▸ TASK DIRECTIONS
Print all of the following records again, line for line and without any change.

▸ DATA EXTRACT
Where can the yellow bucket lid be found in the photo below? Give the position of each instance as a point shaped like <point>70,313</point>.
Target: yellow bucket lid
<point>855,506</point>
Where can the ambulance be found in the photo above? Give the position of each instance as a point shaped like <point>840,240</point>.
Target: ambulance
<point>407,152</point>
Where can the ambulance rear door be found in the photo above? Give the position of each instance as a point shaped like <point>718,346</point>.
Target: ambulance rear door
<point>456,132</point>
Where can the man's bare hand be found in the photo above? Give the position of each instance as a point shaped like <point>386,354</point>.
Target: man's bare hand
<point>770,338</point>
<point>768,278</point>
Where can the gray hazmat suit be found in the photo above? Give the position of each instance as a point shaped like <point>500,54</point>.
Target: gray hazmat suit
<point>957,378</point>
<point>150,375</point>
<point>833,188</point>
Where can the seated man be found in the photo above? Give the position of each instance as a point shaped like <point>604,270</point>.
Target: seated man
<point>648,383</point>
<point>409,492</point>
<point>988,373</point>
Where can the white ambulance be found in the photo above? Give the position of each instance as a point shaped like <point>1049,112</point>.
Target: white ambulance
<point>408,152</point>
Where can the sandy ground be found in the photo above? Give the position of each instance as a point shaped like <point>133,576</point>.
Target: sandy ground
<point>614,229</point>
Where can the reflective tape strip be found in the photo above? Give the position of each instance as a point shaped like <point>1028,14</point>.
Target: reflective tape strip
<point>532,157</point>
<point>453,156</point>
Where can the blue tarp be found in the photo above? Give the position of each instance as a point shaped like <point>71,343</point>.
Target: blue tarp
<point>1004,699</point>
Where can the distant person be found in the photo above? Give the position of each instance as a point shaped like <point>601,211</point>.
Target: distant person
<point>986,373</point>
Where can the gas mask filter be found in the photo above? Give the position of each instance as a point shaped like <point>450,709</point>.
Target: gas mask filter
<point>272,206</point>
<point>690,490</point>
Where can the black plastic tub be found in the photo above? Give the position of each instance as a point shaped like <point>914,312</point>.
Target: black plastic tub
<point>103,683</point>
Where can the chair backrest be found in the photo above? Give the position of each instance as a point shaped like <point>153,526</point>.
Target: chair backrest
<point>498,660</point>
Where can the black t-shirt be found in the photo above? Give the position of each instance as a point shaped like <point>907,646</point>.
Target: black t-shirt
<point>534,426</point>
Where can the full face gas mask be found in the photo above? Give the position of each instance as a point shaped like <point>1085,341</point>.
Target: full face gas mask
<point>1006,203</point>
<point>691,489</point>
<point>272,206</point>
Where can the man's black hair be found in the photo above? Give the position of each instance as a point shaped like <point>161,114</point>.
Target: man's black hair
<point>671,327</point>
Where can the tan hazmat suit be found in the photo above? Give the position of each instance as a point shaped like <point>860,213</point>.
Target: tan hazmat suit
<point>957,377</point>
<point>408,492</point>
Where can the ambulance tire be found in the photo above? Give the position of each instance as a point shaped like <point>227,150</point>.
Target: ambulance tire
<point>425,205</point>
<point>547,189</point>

▸ FINAL RESULT
Where can the yellow bucket lid be found in the photo below? Give the position of each instance as a point shaped like <point>70,313</point>.
Target: yellow bucket lid
<point>855,506</point>
Where can the ambulance be found in the photo above? Give the position of each instance as a point shaped like <point>840,240</point>.
Target: ambulance
<point>407,152</point>
Where can the ambulance rear door be found in the photo above? Give the position of each instance as a point shaped like <point>718,346</point>.
Target: ambulance rear door
<point>456,132</point>
Where can the man's bare hand be found in the photo above? Give the position of each instance as a point shaped like <point>386,354</point>.
Target: man's bare hand
<point>770,338</point>
<point>768,278</point>
Where can the gray hazmat suit be found in the photo above? Give the position of each instance as a point shaped like <point>500,54</point>.
Target: gray hazmat suit
<point>957,378</point>
<point>150,375</point>
<point>833,188</point>
Where can the seated man be found in the photo above? Give the position of each instance as a point shaped like <point>604,270</point>.
Target: seated man
<point>648,383</point>
<point>409,492</point>
<point>988,373</point>
Where can the white ambulance be found in the photo above? Give the position of each instance as a point shaped like <point>1049,112</point>.
Target: white ambulance
<point>408,152</point>
Where can the sandy ground be found in the photo above? Give the position of each instance as a point shaped like <point>133,576</point>.
Target: sandy ground
<point>614,229</point>
Where can the reflective tape strip be found in the photo above? Give the position of each instance as a point shaped like <point>1028,14</point>.
Target: reflective tape strip
<point>532,157</point>
<point>453,156</point>
Where can the blue tarp be found in the photo above? Give the position of each instance as a point shaped like <point>71,343</point>.
Target: blue tarp
<point>1004,699</point>
Where can the distant person be found in the photo above? Give the position of each instance as a point shaped like <point>601,211</point>.
Target: distant person
<point>986,373</point>
Where can the gas mask filter be found in the photo above? Give the position of each instance as a point shaped like <point>450,709</point>.
Target: gas mask filter
<point>272,206</point>
<point>690,490</point>
Where can the black plastic tub be found in the photo above? Give the position of each instance as a point shaped like <point>914,312</point>.
Target: black plastic tub
<point>103,683</point>
Where can the chair backrest be found in the photo above? Give the position of each instance as a point shaped like <point>153,526</point>.
Target: chair backrest
<point>498,660</point>
Where can the black t-shirt be found in the photo above? Give the position of each instance as a point shaped like <point>907,646</point>.
Target: black t-shirt
<point>534,426</point>
Where can the full face gas mask be found in the photo above? Give the position of each instance as a point shaped like <point>1085,341</point>.
Target: full face gas mask
<point>1006,203</point>
<point>691,489</point>
<point>272,206</point>
Where can the man's black hair be found in the photo above? Give the position of each instance as a point shaped like <point>161,114</point>.
Target: man's black hair
<point>671,327</point>
Where can the tan hazmat suit be found in the photo above? Give the position of each instance as a point shaped like <point>860,213</point>.
Target: tan hazmat suit
<point>957,377</point>
<point>408,492</point>
Where can the ambulance tire be found in the photo above? Give the position of each instance as a point shaped like <point>227,150</point>.
Target: ambulance tire
<point>425,205</point>
<point>547,189</point>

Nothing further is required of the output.